## Instructions for the task
Scale the records below that run from the line containing "Rules: pick out each instance of the white wall" through the line containing "[[352, 383], [253, 313], [426, 368], [268, 332]]". Write those lines out again in order, with the requests unchanged and each coordinate in the answers multiplied by 0.35 and rounded to the nearest whole number, halves rounded up.

— start —

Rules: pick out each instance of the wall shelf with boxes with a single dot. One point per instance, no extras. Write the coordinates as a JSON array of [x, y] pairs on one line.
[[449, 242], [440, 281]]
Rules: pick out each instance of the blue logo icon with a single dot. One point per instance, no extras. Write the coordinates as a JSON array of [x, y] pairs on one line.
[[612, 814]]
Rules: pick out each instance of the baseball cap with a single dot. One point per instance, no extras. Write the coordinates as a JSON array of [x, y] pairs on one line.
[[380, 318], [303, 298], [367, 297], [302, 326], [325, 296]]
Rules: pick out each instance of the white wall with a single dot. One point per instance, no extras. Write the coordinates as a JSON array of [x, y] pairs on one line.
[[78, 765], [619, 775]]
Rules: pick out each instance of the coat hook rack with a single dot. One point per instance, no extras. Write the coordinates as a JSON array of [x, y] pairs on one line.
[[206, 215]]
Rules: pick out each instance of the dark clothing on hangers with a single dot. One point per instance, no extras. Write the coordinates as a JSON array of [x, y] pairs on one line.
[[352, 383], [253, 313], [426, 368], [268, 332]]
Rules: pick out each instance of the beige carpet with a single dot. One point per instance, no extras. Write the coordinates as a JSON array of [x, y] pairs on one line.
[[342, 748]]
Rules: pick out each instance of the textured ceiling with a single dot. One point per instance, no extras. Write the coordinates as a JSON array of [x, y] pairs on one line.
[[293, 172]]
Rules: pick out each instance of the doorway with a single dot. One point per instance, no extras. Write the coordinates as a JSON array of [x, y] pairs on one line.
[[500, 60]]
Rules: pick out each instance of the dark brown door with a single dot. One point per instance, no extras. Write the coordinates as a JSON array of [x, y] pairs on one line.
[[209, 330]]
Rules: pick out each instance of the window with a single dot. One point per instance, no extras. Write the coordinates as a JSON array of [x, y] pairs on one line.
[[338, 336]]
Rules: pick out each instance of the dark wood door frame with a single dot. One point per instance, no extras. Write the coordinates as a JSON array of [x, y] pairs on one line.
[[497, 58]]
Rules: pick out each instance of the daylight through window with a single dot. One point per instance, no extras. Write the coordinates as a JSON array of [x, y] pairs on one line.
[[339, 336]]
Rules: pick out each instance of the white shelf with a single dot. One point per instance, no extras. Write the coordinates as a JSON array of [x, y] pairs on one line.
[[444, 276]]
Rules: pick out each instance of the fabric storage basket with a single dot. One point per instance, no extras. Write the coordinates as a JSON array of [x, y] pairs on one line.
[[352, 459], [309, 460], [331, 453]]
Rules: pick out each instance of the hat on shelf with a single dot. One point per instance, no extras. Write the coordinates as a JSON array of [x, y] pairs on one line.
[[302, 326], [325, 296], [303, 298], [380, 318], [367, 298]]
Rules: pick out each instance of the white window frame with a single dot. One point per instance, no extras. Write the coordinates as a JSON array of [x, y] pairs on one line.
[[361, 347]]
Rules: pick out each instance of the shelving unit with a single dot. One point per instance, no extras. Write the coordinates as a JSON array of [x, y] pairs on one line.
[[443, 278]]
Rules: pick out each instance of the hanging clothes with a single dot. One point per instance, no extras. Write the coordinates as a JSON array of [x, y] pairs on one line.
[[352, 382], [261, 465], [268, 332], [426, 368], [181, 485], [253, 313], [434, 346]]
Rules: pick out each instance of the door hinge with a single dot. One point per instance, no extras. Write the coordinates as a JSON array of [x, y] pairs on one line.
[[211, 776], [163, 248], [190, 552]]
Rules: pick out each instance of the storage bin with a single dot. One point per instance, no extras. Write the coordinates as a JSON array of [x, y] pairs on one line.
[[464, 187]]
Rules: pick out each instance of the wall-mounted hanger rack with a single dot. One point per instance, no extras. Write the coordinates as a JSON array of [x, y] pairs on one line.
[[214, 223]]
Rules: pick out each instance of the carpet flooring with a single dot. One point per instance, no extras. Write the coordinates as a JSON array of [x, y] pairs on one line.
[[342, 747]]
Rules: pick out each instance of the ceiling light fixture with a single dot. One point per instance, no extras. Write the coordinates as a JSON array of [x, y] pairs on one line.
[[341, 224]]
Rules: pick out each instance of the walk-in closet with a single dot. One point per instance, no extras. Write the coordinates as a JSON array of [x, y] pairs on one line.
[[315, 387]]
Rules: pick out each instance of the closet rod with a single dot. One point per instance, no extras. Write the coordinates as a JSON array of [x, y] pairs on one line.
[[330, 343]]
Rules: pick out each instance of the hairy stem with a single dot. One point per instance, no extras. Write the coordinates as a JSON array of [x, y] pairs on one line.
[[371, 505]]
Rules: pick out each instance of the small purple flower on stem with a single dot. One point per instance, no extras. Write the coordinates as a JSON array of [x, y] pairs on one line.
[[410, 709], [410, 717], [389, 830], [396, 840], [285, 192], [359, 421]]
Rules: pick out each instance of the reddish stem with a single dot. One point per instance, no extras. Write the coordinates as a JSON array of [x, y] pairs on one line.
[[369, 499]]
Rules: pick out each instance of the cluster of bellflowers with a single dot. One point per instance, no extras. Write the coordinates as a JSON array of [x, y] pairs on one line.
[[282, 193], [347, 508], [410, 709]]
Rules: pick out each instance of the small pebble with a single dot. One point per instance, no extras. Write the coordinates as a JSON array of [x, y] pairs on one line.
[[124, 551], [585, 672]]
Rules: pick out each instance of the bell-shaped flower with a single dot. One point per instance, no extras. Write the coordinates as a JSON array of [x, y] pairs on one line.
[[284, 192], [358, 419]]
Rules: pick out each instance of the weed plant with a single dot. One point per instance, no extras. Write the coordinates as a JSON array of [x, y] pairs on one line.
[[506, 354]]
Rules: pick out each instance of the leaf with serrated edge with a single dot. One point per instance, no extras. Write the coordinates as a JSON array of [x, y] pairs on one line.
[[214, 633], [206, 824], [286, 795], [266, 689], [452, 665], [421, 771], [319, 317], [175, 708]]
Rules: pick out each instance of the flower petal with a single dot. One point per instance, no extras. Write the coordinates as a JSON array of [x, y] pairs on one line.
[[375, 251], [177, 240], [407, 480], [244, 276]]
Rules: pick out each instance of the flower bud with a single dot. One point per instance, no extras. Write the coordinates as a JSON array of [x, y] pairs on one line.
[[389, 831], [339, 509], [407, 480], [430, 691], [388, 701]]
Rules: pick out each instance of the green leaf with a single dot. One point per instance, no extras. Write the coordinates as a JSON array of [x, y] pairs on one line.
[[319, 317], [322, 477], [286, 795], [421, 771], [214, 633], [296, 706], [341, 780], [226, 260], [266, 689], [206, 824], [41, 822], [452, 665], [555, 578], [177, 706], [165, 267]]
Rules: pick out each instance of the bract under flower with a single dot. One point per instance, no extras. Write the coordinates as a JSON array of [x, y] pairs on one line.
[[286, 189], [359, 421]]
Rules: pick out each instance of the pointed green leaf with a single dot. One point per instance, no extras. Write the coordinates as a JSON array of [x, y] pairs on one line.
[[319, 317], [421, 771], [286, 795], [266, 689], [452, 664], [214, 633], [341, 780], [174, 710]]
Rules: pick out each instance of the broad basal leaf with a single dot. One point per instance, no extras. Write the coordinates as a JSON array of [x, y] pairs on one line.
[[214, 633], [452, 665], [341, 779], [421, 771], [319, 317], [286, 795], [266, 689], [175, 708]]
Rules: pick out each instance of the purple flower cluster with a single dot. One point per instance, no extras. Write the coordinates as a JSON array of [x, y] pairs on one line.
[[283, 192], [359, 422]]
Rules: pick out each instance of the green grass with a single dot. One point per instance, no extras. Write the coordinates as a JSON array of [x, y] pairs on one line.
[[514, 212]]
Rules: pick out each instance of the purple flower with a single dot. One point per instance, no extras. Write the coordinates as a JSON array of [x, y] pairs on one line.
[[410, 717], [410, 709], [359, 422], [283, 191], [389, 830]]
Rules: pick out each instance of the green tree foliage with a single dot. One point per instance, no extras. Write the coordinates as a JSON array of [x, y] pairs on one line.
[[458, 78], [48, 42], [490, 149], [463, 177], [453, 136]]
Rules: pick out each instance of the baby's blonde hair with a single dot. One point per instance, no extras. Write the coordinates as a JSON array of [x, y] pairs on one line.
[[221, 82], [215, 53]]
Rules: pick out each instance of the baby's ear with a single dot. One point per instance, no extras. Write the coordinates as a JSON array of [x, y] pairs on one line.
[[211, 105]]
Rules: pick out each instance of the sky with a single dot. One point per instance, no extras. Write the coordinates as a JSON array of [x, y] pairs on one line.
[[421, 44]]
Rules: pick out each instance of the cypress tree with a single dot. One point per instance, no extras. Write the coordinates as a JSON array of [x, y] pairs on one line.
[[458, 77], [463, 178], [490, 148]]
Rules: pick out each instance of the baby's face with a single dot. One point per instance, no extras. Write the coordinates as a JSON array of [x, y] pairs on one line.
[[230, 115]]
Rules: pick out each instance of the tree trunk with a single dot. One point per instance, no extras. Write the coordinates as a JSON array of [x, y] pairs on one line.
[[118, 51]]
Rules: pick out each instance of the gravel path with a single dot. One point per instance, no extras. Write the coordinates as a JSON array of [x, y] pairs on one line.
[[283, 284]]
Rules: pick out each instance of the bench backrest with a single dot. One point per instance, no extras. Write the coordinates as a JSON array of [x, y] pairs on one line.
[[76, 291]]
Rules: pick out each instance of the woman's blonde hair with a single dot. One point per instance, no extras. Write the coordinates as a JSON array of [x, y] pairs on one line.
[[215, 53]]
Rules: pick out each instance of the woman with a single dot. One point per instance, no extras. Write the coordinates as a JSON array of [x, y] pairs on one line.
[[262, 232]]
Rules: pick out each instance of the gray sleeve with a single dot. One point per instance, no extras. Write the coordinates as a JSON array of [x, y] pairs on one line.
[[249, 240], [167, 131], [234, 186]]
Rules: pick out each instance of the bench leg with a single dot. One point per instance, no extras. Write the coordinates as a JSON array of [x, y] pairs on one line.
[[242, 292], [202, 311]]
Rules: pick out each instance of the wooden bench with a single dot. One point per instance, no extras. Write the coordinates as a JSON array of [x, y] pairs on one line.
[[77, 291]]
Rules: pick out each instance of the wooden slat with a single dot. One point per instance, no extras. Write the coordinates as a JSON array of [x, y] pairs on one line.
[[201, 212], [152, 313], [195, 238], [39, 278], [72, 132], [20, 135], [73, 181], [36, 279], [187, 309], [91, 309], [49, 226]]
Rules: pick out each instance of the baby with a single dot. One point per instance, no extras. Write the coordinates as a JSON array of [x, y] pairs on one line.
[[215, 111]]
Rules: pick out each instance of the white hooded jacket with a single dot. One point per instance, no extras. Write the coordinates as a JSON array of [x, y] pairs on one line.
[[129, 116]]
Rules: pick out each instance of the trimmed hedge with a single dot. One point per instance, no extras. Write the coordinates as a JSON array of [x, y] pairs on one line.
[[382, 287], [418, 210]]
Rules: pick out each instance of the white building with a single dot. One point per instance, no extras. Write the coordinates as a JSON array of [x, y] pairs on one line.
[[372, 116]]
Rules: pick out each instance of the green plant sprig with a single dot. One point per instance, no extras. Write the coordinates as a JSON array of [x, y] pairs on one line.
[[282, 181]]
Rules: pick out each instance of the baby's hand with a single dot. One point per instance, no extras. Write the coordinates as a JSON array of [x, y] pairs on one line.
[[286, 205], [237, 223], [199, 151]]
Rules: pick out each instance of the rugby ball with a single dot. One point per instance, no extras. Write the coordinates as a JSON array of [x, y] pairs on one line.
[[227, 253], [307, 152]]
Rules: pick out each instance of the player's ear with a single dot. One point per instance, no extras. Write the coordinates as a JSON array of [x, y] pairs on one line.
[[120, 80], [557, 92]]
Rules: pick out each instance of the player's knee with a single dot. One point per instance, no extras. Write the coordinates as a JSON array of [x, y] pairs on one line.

— end —

## Reply
Rules: pick out each instance of the white wall with a single dot. One point per instance, no extras. Write the coordinates as a JSON array of [x, y] pairs on one line.
[[27, 268], [217, 271]]
Rules: pick out each instance of the coat hook rack with a single dot. One point per instance, no extras. Write the coordinates as a JSON array of [x, y] pairs on one line.
[[72, 75]]
Rules: pick out each instance of the dark clothing on hangers with a single dot. One point per instance, no extras. Write the coordinates as a JSON array of [x, y] pairs on one line.
[[123, 134], [89, 110], [149, 129], [94, 116]]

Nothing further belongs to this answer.